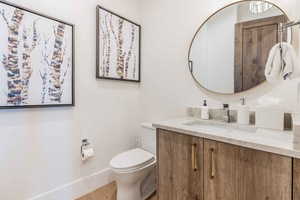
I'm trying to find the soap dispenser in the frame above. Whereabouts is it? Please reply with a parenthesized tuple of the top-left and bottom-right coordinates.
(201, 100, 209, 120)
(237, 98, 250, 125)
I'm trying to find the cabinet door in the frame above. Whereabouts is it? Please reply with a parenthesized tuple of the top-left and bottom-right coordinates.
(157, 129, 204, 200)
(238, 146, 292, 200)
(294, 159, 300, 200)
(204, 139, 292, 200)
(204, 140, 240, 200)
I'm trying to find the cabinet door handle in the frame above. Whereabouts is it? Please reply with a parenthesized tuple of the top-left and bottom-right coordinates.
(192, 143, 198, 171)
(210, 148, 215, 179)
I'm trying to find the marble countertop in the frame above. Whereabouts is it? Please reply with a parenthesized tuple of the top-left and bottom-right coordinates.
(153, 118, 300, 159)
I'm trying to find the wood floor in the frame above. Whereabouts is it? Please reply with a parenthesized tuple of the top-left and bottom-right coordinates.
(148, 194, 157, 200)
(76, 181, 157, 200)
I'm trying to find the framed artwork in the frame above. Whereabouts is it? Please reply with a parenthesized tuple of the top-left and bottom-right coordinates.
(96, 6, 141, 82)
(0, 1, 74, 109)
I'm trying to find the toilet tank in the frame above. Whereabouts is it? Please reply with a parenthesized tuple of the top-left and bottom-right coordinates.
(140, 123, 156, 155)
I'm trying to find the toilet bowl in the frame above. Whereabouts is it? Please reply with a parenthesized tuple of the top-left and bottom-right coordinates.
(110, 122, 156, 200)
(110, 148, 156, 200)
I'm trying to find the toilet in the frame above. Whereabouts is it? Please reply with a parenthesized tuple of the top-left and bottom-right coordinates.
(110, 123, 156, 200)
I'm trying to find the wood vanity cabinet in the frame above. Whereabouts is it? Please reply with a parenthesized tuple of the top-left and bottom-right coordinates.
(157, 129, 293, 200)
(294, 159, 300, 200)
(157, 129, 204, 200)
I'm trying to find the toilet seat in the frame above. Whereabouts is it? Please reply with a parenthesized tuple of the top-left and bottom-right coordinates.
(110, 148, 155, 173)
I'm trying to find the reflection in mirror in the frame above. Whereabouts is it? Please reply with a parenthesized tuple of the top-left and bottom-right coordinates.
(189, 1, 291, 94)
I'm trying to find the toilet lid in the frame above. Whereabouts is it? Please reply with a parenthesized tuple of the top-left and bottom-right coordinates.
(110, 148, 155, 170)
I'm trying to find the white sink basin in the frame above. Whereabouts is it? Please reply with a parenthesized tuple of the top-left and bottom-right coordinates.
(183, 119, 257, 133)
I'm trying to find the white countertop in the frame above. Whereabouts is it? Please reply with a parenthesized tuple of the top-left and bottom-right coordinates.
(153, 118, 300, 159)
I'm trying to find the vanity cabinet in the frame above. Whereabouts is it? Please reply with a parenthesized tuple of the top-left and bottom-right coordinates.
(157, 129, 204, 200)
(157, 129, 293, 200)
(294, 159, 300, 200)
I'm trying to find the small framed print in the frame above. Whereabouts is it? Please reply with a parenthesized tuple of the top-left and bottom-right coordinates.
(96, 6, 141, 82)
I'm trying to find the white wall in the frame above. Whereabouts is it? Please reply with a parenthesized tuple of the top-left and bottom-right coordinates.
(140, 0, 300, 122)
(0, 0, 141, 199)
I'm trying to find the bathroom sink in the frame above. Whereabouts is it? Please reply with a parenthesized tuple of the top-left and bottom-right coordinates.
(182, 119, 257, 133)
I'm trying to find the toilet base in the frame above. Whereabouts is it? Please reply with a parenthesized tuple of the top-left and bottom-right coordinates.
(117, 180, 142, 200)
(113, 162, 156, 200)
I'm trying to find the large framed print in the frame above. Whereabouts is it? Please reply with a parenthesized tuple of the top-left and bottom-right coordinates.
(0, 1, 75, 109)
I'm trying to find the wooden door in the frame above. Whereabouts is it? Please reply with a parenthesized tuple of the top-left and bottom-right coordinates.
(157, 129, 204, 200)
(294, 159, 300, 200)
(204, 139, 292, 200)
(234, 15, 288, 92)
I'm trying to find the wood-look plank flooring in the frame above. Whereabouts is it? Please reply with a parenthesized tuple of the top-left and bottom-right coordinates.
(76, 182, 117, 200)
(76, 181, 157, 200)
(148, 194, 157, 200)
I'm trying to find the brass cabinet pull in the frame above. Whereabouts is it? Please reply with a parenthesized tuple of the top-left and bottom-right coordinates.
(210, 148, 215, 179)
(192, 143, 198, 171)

# # # # #

## What this task involves
Return the listing above unchanged, apart from dropping its pictures.

## Reply
I'm trying to find the soap dispenser in the frame above. Whereabouts is it? Please reply with a parenthesized tuple of the top-left and bottom-right coordinates.
(201, 100, 209, 120)
(237, 98, 250, 125)
I'm trying to find the cabinet door in the frame above. Whereabouts is it? Please reply with a parenthesized tuple of the top-left and bottom-right coordinates.
(157, 129, 204, 200)
(238, 146, 292, 200)
(294, 159, 300, 200)
(204, 139, 292, 200)
(204, 140, 240, 200)
I'm trying to find the cabinet door handle in the frame above. Whereabouts is it? Please reply with a parenthesized tuple of the top-left and bottom-right coordinates.
(192, 143, 198, 171)
(210, 148, 215, 179)
I'm trying to find the marble countertop in the frame above. Whereabouts is it? Please reply with a parenthesized tuple of the top-left and bottom-right coordinates.
(153, 118, 300, 159)
I'm trying to find the wood floor in the frame above. Whereabouts is it? Please reply with a parenthesized tuple of the top-left and bottom-right coordinates.
(148, 194, 157, 200)
(76, 181, 157, 200)
I'm trying to find the framed artwork in the frame above. Whereabouts is it? Please reply with a parenthesized tuple of the top-left and bottom-right coordinates.
(96, 6, 141, 82)
(0, 1, 74, 109)
I'm trying to find the toilet tank in the frame above. Whereabouts is it? Please reply with a parenthesized tuple of the top-left and bottom-right coordinates.
(140, 123, 156, 155)
I'm trying to find the toilet bowl in the frame above. Whereabouts is it? Please reply with a parenthesized tuple of the top-left and bottom-right coordinates.
(110, 122, 156, 200)
(110, 148, 156, 200)
I'm trying to find the toilet in the frame above. Whereabouts is it? Please reply with a parenthesized tuple of the top-left and bottom-right coordinates.
(110, 123, 156, 200)
I'm trying to find the wood vanity cabinet in the frame above. Whereabouts is it? Please reply with a parenthesized tuple of the top-left and bottom-right coordinates.
(157, 129, 293, 200)
(294, 159, 300, 200)
(157, 129, 204, 200)
I'm trying to find the toilet seat in the frame above. Whereabouts is it? Please reply with a parenthesized tuple of the top-left and bottom-right coordinates.
(110, 148, 155, 173)
I'm trying to find the reflection in mirror in the frame above. Whereabouts is it? Please reply with a parenthesized tuple of the top-left and bottom-right coordinates.
(189, 1, 291, 94)
I'm trying to find the toilet lid in the frame above. Whereabouts is it? Please reply with a parenthesized tuple of the top-left and bottom-right coordinates.
(110, 148, 155, 170)
I'm trying to find the white sink basin in the frame above. Whereabouts is it? Please reply with a parenthesized tuple of the top-left and bottom-right coordinates.
(183, 119, 257, 133)
I'm trying to find the white countertop in the frame above. Whereabouts is it? Please reply with a parenthesized tuple of the top-left and bottom-right coordinates.
(153, 118, 300, 159)
I'm trying to find the vanity cabinet in the frame above. Whereabouts is it? Please reply with a parenthesized tuple of the top-left and bottom-right coordinates.
(157, 129, 204, 200)
(157, 129, 293, 200)
(294, 159, 300, 200)
I'm trying to find the small framed print in the frame above. Whereabouts is it? Please reply with a parenthesized tuple of the top-left and bottom-right coordinates.
(96, 6, 141, 82)
I'm trying to find the white wall in the frame above. Whereabouts is it? Please reply with a parenthesized tuple of the top-left and bottom-right coordinates.
(140, 0, 300, 122)
(0, 0, 141, 199)
I'm trying to find the bathroom sink in the frame above. Whereabouts is it? Please reply with a parenthesized tuple of the top-left and bottom-right coordinates.
(182, 119, 257, 133)
I'm trying to find the toilet base in the frame above. Whereabouts is it? Please reply with a parenthesized tuple of the top-left and bottom-right coordinates.
(117, 180, 142, 200)
(113, 162, 156, 200)
I'm trying to find the large framed print in the frame above. Whereabouts is it? Please reply with a parenthesized tuple of the top-left and bottom-right coordinates.
(0, 1, 75, 109)
I'm trying to find the wooden door in the frame above. Whereabouts is it? Please reply with a parenthesized tuple of the top-left and bottom-right coordinates.
(157, 129, 204, 200)
(294, 159, 300, 200)
(204, 139, 292, 200)
(234, 15, 288, 92)
I'm trying to find the wood-look plank flooring in the frame above. Whereabouts is it? Please reply with a parenthesized tuple of the top-left and bottom-right coordinates.
(76, 182, 117, 200)
(76, 181, 157, 200)
(148, 194, 157, 200)
I'm trying to find the brass cabinet pull in the frame above. Whereabouts is it? Please reply with a parenthesized tuple of the top-left and bottom-right coordinates.
(210, 148, 215, 179)
(192, 143, 198, 171)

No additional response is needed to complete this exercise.